:: EXTRAIT DU TEXTE ::
——————

À mesure que la famine s’aggrave, l’horreur culmine :
רְאֵה יְהוָה וְהַבִּיטָה: לְמִי עוֹלַלְתָּ כֹּה, אִם תֹּאכַלְנָה נָשִׁים פִּרְיָם, עֹלֲלֵי טִפֻּחִים ?
Vois, Éternel, les femmes doivent-elles manger leur propre fruit, les enfants dont elles prennent soin ?
(Lamentations 2:20)
De ne pas pouvoir les nourrir, les mères en viennent maintenant à manger leurs enfants morts. Le cannibalisme est un thème qui revient souvent dans les récits de sièges. On en connaît des cas dans l’histoire, même récente, en condition extrême de survie. L’image des mères mangeant les enfants qu’elles ont autrefois allaités, est glaçante.
Et puis, c’est le silence :
דָּבַק לְשׁוֹן יוֹנֵק אֶל חִכּוֹ בַּצָּמָא, עוֹלָלִים שָׁאֲלוּ לֶחֶם פֹּרֵשׂ אֵין לָהֶם.
La langue du bébé colle à son palais, par la soif. Les enfants demandent du pain, mais personne ne leur en donne.
(Lamentations 4:4)
Plus de cris, plus de larmes. Trop faible pour téter, trop faibles pour pleurer.
טוֹבִים הָיוּ חַלְלֵי חֶרֶב מֵחַלְלֵי רָעָב.
Mieux vaut tomber par l’épée que mourir de faim.
(Lamentations 4:9)
Voilà ce qui se passe quand on affame les gens. L’effondrement total de l’humain. Nulle part la réalité n’est plus palpable que dans ces descriptions de la famine.
2. Refuser le pain
Le chapitre 23 du livre de Devarim interdit aux Moabites et aux Ammonites d’entrer dans l’assemblée d’Israël, même à la dixième génération. Pourquoi une exclusion si radicale ?
עַל דְּבַר אֲשֶׁר לֹא קִדְּמוּ אֶתְכֶם בַּלֶּחֶם וּבַמַּיִם בַּדֶּרֶךְ בְּצֵאתְכֶם מִמִּצְרָיִם
Parce qu’ils ne vous ont pas accueillis avec du pain et de l’eau sur le chemin quand vous sortiez d'Égypte.
(Deutéronome 23:5)
Ils n’ont pas offert de pain à des fugitifs affamés. Ici pas de meurtre, pas de guerre. Un simple refus d’hospitalité. Mais pour la Torah, c’est une faute morale irrémissible. Le refus de nourrir est un geste d’une cruauté si profonde qu’il efface toute possibilité d’intégration future.

——————

:: DONNÉES FOURNIES ::

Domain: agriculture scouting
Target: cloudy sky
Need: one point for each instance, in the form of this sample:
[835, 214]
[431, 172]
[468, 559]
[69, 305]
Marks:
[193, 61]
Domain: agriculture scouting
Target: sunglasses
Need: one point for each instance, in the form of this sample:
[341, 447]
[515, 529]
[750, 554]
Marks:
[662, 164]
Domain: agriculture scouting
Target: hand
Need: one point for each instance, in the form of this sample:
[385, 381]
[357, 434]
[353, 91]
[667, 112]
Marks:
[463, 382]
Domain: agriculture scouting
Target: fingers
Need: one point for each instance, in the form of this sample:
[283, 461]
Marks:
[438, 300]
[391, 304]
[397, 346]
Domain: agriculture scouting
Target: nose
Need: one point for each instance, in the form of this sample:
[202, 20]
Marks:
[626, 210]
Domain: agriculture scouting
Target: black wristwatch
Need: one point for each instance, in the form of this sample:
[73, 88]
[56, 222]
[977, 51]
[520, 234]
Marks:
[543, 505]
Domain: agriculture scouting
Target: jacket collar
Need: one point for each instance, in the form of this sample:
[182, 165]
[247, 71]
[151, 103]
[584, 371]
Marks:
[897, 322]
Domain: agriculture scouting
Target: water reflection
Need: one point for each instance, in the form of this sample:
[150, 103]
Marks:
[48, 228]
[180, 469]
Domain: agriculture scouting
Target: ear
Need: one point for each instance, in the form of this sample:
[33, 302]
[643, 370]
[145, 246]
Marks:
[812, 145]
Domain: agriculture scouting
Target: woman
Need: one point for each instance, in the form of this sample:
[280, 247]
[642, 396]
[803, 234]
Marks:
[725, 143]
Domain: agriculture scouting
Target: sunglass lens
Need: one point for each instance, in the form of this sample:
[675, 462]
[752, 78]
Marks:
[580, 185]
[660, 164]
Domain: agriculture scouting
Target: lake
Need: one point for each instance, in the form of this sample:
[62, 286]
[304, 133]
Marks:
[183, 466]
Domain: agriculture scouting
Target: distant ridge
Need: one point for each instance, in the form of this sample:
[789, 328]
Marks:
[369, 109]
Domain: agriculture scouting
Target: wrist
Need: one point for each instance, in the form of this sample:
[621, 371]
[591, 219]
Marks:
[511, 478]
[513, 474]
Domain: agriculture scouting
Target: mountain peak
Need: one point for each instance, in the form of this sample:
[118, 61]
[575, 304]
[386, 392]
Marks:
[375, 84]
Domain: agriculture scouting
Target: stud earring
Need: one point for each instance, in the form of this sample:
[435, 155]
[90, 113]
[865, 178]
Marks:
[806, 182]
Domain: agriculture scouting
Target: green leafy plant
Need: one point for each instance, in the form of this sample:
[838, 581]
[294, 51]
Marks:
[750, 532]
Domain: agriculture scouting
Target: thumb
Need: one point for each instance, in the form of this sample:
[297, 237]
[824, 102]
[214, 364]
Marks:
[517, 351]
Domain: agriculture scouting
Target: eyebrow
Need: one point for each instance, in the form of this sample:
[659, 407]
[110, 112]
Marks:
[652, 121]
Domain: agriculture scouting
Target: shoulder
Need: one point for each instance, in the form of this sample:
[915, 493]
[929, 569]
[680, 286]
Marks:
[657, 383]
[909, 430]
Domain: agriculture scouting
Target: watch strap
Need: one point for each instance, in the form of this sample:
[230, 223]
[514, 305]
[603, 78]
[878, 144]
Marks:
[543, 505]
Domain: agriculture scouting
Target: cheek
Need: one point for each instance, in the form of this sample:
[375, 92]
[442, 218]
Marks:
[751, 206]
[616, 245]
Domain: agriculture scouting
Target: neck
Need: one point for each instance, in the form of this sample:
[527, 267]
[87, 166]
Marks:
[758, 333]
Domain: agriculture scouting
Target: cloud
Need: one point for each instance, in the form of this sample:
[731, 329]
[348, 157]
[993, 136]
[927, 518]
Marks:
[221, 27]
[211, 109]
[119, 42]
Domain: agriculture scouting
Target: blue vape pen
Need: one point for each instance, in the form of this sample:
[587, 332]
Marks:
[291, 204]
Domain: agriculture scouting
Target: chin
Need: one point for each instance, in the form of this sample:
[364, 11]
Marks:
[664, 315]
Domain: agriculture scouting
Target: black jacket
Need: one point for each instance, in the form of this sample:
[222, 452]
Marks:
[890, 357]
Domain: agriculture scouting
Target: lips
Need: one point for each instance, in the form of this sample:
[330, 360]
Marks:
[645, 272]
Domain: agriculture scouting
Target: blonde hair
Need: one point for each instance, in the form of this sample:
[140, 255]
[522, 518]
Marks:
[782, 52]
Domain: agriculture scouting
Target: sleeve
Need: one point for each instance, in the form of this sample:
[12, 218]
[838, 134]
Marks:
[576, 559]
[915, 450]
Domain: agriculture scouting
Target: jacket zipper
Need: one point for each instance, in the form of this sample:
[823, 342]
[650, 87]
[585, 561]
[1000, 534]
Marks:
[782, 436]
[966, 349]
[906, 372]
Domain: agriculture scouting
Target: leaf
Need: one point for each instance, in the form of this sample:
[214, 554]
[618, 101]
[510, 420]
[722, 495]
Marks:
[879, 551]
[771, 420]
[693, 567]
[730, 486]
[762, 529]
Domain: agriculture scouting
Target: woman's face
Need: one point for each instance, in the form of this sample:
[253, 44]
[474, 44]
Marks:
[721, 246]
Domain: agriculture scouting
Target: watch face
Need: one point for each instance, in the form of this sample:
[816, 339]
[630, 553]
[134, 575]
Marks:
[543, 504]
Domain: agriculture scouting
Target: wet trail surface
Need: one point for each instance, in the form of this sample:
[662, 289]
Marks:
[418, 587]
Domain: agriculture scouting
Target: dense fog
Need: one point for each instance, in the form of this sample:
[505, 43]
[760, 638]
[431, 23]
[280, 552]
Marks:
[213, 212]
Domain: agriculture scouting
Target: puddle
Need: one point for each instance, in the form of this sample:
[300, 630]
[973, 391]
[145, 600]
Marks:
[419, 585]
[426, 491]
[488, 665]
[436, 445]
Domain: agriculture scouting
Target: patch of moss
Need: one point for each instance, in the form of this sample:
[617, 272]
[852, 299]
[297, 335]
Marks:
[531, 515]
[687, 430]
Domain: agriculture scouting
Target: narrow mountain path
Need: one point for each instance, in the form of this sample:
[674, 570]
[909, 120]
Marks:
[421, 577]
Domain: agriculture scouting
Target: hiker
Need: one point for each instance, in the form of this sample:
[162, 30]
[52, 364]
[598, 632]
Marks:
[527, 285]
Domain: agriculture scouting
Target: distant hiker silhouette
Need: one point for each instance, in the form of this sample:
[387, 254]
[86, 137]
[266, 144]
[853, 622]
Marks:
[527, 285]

——————

:: TÂCHES À RÉALISER ::
A. Répondez à ces trois questions à partir du texte sur la famine :
(i) Quelle référence accompagne le verset selon lequel il vaut mieux tomber par l'épée que mourir de faim ?
(ii) Quels deux peuples le chapitre 23 du livre de Devarim interdit-il d'entrer dans l'assemblée d'Israël ?
(iii) Que demandent les enfants dans le verset de Lamentations 4:4 ?
B. Prolongez le texte sur la famine et le refus du pain en reprenant après sa dernière phrase.

:: RÉPONSES PAR TÂCHE ::
A.
(i) Lamentations 4:9.
(ii) Les Moabites et les Ammonites.
(iii) Du pain.

B.
Certes, on pourrait dire que les Hébreux n’étaient pas de simples réfugiés mais un peuple en marche, menaçant. Peut-être les Moabites avaient-ils des raisons politiques, sécuritaires de refuser? Justement. C’est là que le texte est incisif : même dans un contexte de menace, même face à ton ennemi, tu ne peux pas refuser le pain.
Nourrir est un impératif qui dépasse les clivages. La guerre elle-même n’excuse pas la famine volontaire. Affamer ou refuser de nourrir est hors de question.
Amartya Sen l’a montré : la famine est rarement naturelle. Elle naît d’un choix : l’instauration d’une politique de rareté, un refus organisé de distribuer les ressources. Un pain qui aurait pu être donné, et ne l’a pas été. Ce n’est pas seulement une injustice: c’est une négation de l’humain.
3. Donner à manger pour sauver l’humain
Le livre de Samuel est un livre de critique politique. Il présente deux personnages complètement opposés, l’un timide, introverti, Saül. L’autre, c’est David, aimé de tous, charismatique, froid stratège. Le livre de Samuel montre comment tous deux finissent prisonniers de leur obsession du pouvoir, prêts à tout pour le conserver.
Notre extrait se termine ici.